Vorgegebener Text:

# Use Cases



## sauerpeter (5. Dez 2012)

Hallo Zusammen,

mal eine Frage zu den Use Cases.
Ich entwickle gerade ein Supportsystem. Ein Kunde soll sich einloggen können und Issues anlegen können.

Jetzt mal textuell das Use case dargestellt, nicht bildlich:

Kunde => Probleme anlegen
         => Probleme bearbeiten
         => Probleme anzeigen
         ...

So, wenn ich jetzt "Issue anlegen" näher spezifizieren will, also was der Kunde alles einzugeben hat, welche Daten wichtig, welcher weniger wichtig sind, kann ich dann "Issues anlegen" praktisch als "User" hinschreiben? - hoffe ihr versteht was ich meine 

quasi so:

Issues anlegen => ProblemName eingeben
                    => Produkt eingeben
                    => dringlichkeit eingeben
                    => ProblemBeschreibung eingeben
                    ... 

Versteht ihr was ich meine? Also kann "Issue anlgen" an der gleichen Stelle eines nächsten Use cases stehen, wo voher "Kunde" stand? Oder muss es immer eine Person sein, von dem das alles abgeht?

Danke für eure Hilfe


----------



## Marcinek (5. Dez 2012)

Würde man eher "extends" für nutzen.

Die Frage ist, ob sowas überhaupt in ein Use-Case Diagramm eingetragen werden muss.

---

Ich hoffe, dass das kein Ticketsystem ist, dass auch Produktiv genutzt werden soll ^^


----------



## sauerpeter (5. Dez 2012)

Nee, so meinte ich das nicht.

Ich meine, ob der Akteur (also das Stichmännchen) immer nur eine Person bzw. ein System sein darf?

Oder eben auch ein Prozess, in meinem Fall "Problem anlegen"??


----------



## sauerpeter (5. Dez 2012)

Es geht quasi nur um die Akteure.


----------



## nillehammer (5. Dez 2012)

Akteure sind immer nur Systeme oder Personen. Ein Prozess kann kein Akteur sein. Allerdings läuft der Prozess ja auf einem System. Dieses könnte der Akteur sein.


----------



## sauerpeter (5. Dez 2012)

Hier mal zwei Beispiele, wie ich es meine:

Bild Kunde ist das Ausgangs-Use-Case:
- der Kunde soll Probleme anlegen können
=> jetzt möchte ich "Problem anlegen" näher spezifizieren, d.h. was muss bei "Problem anlegen" alles eingegeben werden, welche felder sind Pflicht, welche nicht, etc.

Bild 2 ist jetzt praktisch "Probleme anlegen":
- hier soll jetzt rein, was beim "Prozess" Problem anlegen gemacht werden muss
=> ProblemName eingeben
=> Problembeschreibung eingeben
=> etc.

Hoffe ich habe es jetzt verständlich beschrieben


----------



## sauerpeter (5. Dez 2012)

nillehammer hat gesagt.:


> Akteure sind immer nur Systeme oder Personen. Ein Prozess kann kein Akteur sein. Allerdings läuft der Prozess ja auf einem System. Dieses könnte der Akteur sein.

Gegebene Einträge:
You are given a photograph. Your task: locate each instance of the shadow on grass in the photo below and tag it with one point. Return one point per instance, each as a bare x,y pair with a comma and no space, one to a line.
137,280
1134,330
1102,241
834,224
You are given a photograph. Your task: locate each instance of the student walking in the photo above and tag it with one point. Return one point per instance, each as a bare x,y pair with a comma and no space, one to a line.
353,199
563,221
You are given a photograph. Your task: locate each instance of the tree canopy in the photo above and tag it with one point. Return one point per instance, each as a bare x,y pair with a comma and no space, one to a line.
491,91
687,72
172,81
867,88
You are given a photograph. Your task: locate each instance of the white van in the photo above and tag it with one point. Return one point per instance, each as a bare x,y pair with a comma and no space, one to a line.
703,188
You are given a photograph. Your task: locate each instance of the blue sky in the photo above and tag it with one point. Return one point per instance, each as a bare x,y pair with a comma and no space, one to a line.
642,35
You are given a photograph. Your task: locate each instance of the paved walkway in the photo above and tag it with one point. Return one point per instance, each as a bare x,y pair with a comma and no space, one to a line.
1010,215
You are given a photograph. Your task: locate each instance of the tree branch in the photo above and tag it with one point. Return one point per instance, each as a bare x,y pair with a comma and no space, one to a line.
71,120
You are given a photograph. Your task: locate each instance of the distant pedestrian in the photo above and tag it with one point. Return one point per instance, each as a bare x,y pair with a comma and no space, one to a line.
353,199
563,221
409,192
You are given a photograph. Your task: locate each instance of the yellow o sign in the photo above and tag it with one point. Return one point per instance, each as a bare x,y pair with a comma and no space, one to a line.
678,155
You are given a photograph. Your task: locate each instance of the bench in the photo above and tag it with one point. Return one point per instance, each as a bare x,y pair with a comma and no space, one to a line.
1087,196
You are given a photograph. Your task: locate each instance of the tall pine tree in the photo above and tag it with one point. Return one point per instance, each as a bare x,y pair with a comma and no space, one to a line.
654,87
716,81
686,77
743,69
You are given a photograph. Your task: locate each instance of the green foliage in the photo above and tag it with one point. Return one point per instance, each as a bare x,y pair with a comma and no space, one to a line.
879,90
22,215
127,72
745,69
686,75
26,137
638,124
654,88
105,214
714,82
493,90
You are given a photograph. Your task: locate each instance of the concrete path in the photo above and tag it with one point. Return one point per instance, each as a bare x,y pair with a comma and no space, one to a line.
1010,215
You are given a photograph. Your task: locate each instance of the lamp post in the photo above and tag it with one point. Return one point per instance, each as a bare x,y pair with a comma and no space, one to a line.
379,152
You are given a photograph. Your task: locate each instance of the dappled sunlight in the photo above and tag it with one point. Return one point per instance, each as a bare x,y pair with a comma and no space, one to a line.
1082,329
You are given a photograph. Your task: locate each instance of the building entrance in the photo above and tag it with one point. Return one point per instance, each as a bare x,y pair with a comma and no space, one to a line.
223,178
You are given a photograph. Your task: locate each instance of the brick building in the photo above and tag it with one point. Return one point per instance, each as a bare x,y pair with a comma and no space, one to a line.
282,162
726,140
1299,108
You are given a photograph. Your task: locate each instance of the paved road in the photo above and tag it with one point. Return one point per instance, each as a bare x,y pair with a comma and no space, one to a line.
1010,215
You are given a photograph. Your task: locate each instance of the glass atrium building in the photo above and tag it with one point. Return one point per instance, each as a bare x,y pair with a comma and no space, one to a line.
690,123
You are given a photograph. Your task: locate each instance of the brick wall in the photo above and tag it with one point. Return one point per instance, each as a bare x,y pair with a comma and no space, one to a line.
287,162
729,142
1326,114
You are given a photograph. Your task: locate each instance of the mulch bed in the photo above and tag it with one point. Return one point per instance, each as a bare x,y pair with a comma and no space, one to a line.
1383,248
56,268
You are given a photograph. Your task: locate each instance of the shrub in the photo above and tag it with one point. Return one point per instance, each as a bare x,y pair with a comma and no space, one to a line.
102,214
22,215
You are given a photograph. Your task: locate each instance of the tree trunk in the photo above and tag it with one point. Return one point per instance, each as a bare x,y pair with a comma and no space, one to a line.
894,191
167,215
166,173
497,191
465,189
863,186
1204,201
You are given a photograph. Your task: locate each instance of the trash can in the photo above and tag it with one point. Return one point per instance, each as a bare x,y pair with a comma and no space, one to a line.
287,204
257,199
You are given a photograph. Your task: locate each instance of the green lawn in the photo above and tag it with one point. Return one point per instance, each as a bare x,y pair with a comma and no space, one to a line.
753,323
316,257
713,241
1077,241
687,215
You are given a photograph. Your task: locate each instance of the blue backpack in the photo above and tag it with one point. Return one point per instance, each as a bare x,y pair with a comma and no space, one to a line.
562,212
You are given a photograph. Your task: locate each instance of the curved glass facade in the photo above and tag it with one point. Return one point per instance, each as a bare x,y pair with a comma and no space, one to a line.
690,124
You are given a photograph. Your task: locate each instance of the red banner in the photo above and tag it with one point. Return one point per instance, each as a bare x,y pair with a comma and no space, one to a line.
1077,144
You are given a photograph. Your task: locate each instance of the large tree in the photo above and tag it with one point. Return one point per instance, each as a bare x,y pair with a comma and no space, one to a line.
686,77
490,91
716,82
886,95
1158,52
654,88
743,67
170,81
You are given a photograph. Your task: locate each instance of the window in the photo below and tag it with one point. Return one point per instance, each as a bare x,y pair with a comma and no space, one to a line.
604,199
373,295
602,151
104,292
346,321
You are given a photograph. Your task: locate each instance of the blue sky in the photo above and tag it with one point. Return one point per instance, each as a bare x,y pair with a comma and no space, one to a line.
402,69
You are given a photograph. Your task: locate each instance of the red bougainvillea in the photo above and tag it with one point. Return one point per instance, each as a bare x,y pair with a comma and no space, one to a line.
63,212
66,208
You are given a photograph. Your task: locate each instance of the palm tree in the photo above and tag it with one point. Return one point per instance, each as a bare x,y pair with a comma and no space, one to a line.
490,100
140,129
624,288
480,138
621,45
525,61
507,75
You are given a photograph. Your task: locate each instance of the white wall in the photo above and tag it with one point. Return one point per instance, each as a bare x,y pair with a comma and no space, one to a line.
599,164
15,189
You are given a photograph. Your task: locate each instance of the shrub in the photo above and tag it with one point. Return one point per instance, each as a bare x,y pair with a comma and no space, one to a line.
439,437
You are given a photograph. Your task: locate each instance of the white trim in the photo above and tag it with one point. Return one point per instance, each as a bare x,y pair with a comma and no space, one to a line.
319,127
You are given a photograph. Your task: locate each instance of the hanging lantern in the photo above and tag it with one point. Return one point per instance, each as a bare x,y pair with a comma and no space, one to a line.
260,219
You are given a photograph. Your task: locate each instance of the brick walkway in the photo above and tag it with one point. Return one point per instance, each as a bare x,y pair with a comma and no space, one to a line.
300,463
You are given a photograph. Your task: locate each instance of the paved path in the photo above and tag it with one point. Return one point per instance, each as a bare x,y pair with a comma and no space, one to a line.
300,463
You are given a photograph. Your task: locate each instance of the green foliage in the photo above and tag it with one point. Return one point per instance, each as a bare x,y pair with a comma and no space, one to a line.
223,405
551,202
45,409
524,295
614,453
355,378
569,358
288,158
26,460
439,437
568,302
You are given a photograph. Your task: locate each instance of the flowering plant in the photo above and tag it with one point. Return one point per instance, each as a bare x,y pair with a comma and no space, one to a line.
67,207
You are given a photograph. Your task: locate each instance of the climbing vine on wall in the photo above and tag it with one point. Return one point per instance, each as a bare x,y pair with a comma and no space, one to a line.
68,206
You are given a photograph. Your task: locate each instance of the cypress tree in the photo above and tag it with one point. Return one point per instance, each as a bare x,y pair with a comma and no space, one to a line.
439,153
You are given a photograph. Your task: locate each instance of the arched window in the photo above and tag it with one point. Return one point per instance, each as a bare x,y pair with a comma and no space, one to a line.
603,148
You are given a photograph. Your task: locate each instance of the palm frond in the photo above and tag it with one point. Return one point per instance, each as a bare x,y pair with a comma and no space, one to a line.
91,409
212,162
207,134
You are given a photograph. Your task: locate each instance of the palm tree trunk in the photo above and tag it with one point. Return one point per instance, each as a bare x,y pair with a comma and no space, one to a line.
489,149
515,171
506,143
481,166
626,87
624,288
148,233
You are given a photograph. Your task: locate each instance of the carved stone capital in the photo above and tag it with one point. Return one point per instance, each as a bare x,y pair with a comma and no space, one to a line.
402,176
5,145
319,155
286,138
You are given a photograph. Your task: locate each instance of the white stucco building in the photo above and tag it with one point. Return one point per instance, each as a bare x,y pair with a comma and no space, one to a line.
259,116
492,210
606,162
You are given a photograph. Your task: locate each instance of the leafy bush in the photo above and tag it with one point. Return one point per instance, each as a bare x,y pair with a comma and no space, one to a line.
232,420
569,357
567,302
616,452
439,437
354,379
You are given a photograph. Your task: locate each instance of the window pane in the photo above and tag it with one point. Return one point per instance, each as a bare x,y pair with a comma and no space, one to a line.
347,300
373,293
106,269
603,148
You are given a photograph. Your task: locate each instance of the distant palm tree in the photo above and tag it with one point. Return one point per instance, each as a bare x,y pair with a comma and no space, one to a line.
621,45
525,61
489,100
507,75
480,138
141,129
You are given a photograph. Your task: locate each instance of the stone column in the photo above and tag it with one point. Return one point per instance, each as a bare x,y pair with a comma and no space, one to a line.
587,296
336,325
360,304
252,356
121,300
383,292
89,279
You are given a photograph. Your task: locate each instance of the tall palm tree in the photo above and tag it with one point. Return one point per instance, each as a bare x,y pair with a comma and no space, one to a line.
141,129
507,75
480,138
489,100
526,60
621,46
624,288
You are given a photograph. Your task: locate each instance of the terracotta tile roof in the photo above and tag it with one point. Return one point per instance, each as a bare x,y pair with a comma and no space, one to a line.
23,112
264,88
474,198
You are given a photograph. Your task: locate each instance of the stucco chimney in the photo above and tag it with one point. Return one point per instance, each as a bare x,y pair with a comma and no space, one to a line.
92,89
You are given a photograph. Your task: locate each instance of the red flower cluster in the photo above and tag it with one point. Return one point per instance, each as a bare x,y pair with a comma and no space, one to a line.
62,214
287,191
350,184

Aufgabe:
Nimm die Forumsdiskussion über Akteure in Use Cases auf und schreib sie nach ihrem letzten Satz weiter. Die Zeilen braucht man hierfür nicht.

Lösung der Aufgabe:
Aber wie könnte ich das dann darstellen?


----------



## nillehammer (5. Dez 2012)

> Aber wie könnte ich das dann darstellen?
> ...
> => jetzt möchte ich "Problem anlegen" näher spezifizieren, d.h. was muss bei "Problem anlegen" alles eingegeben werden, welche felder sind Pflicht, welche nicht, etc.


Hinter UseCases verbergen sich i.d.R. Fachprozesse. Dafür würde sich das Aktivitätsdiagramm anbieten.


----------



## sauerpeter (5. Dez 2012)

nillehammer hat gesagt.:


> Hinter UseCases verbergen sich i.d.R. Fachprozesse. Dafür würde sich das Aktivitätsdiagramm anbieten.



Ja ok, das würde eher Sinn machen.
Aber in erster Linie geht es mir ja nicht daraum, den Prozess "Problem anlegen" zu beschreiben sondern vielmehr deren Funktion.

Bleiben wir beim Problem anlegen:

Kunde => Problem anlegen

Das sagt relativ wenig aus, d.h. was muss angelegt werden? Name, Beschreibung, Priorität, Schweregrad etc. Diese Sachen sind bspw. Pflicht, andere Angaben sind nciht Pflicht, bspw. ein Screenshot oder so von dem Problem.

Wie kann man das darstellen, dass bespw. dei Entwicklung genaus weiß, was hinter "Problem anlegen" steckt und wie sie das zu modellieren haben?


----------



## Marcinek (5. Dez 2012)

In ein Feinkonzept schreiben.


----------



## nillehammer (6. Dez 2012)

> Das sagt relativ wenig aus, d.h. was muss angelegt werden? Name, Beschreibung, Priorität, Schweregrad etc. Diese Sachen sind bspw. Pflicht, andere Angaben sind nciht Pflicht, bspw. ein Screenshot oder so von dem Problem.


Hier beschreibst Du (Fach-)Klassen. Dafür sind Klassendiagramme da. Du kannst die Attribute mit sog. Constraints spezifizieren. In der UML hat sich dafür die Object-Constraint-Language etabliert.

Aber, *ich* nutze UML nur noch für die Darstellung fachlicher Aspekte. Mit technischen UML-Spezifikationen habe ich in der Vergangenheit nur viel Zeit verplempert, ohne wirklich einen Mehrwert zu schaffen. Einzig das Sequenzdiagramm finde ich als techniknahes Diagramm ganz gut, um ggf. Probleme bei Nebenläufigkeit zu erkennen. Aber das ist nur meine persönliche Meinung. Ich bin mir bewusst, dass die im Widerspruch zur Meinung vieler Gurus steht...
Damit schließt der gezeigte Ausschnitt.